§ OBJECTIVE
Copy out every line of the entries below, including each task line, but shift the outline coordinates by adding 122 to every number. Leave out the pictures.

§ TASK INPUTS
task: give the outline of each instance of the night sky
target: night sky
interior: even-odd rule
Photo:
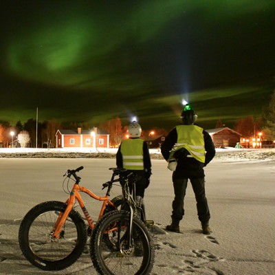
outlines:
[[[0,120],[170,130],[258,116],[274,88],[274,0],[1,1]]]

§ FINAL RESULT
task: give the outline of each instance of the night sky
target: night sky
interior: even-odd rule
Photo:
outlines:
[[[122,242],[292,252],[380,238],[396,210],[396,122],[123,123]]]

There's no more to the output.